---- Record extracts

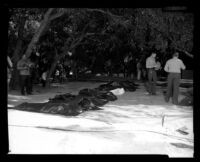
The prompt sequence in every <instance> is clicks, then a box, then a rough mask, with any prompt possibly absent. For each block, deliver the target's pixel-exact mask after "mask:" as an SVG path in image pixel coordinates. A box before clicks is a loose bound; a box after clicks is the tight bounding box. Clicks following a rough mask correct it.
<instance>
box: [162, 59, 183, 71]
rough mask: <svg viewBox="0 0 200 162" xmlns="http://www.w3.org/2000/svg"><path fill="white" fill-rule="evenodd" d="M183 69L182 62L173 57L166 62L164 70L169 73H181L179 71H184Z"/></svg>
mask: <svg viewBox="0 0 200 162" xmlns="http://www.w3.org/2000/svg"><path fill="white" fill-rule="evenodd" d="M185 68H186V67H185V65H184V64H183V62H182V60H180V59H178V58H176V57H174V58H172V59H169V60H168V61H167V62H166V64H165V68H164V70H165V71H166V72H169V73H181V69H182V70H185Z"/></svg>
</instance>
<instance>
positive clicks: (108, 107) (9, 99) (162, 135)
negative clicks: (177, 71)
mask: <svg viewBox="0 0 200 162" xmlns="http://www.w3.org/2000/svg"><path fill="white" fill-rule="evenodd" d="M182 81H183V80H182ZM100 84H102V83H100V82H68V83H65V84H53V85H52V86H51V88H47V89H42V87H40V86H36V87H34V95H30V96H21V95H20V94H19V92H18V91H11V92H9V95H8V104H9V106H14V105H18V104H19V103H22V102H46V101H47V100H48V98H50V97H54V96H55V95H56V94H62V93H67V92H69V93H72V94H77V93H78V92H79V90H81V89H83V88H95V87H97V86H98V85H100ZM139 84H140V86H139V89H137V90H136V91H135V92H125V93H124V94H123V95H120V96H117V97H118V100H116V101H114V102H109V103H108V104H106V105H105V106H103V107H102V108H103V110H99V111H87V112H84V113H82V114H80V115H78V116H75V117H69V116H61V115H50V114H41V113H32V112H26V111H19V110H12V109H8V127H9V148H10V154H163V155H168V156H169V157H193V152H194V150H193V146H194V141H193V108H192V107H180V106H174V105H172V104H171V103H170V102H169V103H165V101H164V98H163V90H164V87H157V92H158V93H157V95H156V96H149V95H146V94H145V88H144V86H143V84H142V83H139ZM185 90H186V89H184V88H180V91H181V92H182V91H185ZM181 98H183V96H182V95H180V96H179V100H180V99H181ZM177 129H185V131H186V132H188V134H186V135H184V134H181V133H180V132H178V131H177Z"/></svg>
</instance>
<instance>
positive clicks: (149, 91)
mask: <svg viewBox="0 0 200 162" xmlns="http://www.w3.org/2000/svg"><path fill="white" fill-rule="evenodd" d="M155 58H156V53H152V54H151V56H149V57H148V58H147V59H146V68H147V74H148V92H149V94H150V95H156V81H157V74H156V71H155V68H156V67H157V64H156V61H155Z"/></svg>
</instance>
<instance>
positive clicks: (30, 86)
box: [20, 75, 31, 95]
mask: <svg viewBox="0 0 200 162" xmlns="http://www.w3.org/2000/svg"><path fill="white" fill-rule="evenodd" d="M30 81H31V78H30V75H20V83H21V94H22V95H25V89H26V92H27V94H30V93H31V86H30Z"/></svg>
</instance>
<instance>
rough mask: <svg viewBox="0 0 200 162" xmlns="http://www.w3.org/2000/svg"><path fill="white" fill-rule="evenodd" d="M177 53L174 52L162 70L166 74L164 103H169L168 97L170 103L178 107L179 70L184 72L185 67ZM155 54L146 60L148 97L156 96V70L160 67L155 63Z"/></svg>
mask: <svg viewBox="0 0 200 162" xmlns="http://www.w3.org/2000/svg"><path fill="white" fill-rule="evenodd" d="M178 57H179V53H178V52H175V53H174V54H173V57H172V58H171V59H169V60H168V61H167V62H166V64H165V66H164V70H165V71H166V72H167V73H168V77H167V92H166V95H165V101H166V102H169V99H170V97H171V98H172V103H173V104H175V105H178V94H179V85H180V79H181V70H185V68H186V67H185V65H184V63H183V61H182V60H181V59H179V58H178ZM155 58H156V53H152V54H151V56H149V57H148V58H147V59H146V68H147V75H148V89H147V91H148V93H149V94H150V95H156V81H157V74H156V70H158V69H159V68H160V67H159V66H160V65H159V64H157V63H156V61H155Z"/></svg>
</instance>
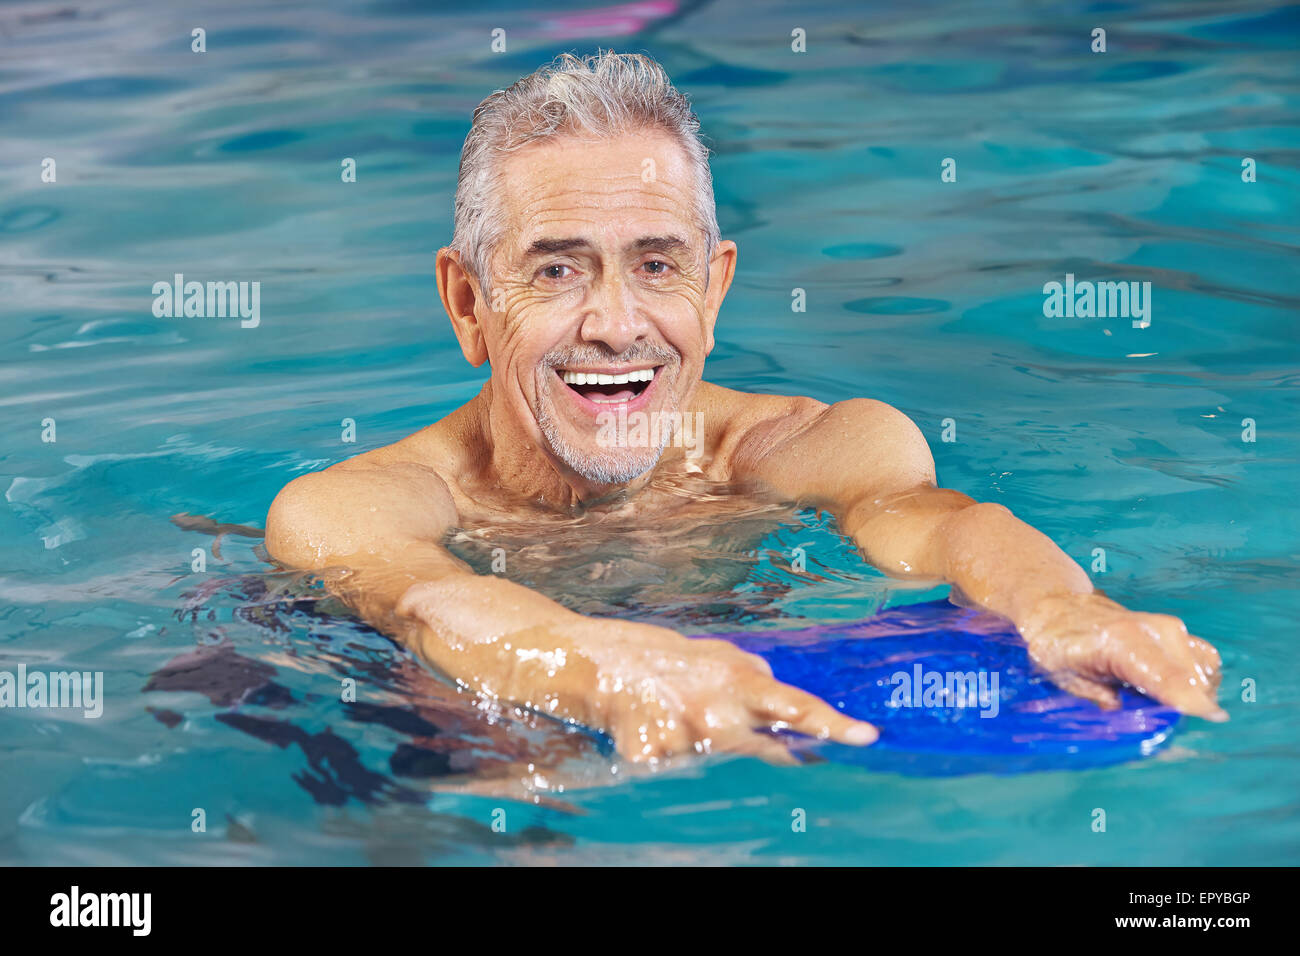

--------

Activity:
Both the first line of the records above and the line containing "positive clicks: (108, 107)" belong in the copy; please return them and every line between, exactly, minus the pictures.

Expected answer:
The prompt sequence in every <instance> is clicks, then a box, then a rough mask, with any prompt possibly absent. For each block, deliver the target's pixel-exact mask after "mask:" as an SVG path in image pixel coordinates. A box before clicks is a loose bound; a box after clicks is the tight bounding box. Clicks following a rough mask correct it.
<instance>
box: [162, 59, 183, 71]
rough mask: <svg viewBox="0 0 200 162" xmlns="http://www.w3.org/2000/svg"><path fill="white" fill-rule="evenodd" d="M183 69L182 62L173 57L166 62L164 70L169 73H181L179 71H184Z"/></svg>
mask: <svg viewBox="0 0 200 162" xmlns="http://www.w3.org/2000/svg"><path fill="white" fill-rule="evenodd" d="M185 68H186V67H185V65H184V64H183V62H182V60H180V59H178V58H176V57H174V58H172V59H169V60H168V61H167V62H166V64H165V68H164V70H165V71H166V72H169V73H181V69H182V70H185Z"/></svg>
</instance>
<instance>
positive clicks: (108, 107) (9, 99) (162, 135)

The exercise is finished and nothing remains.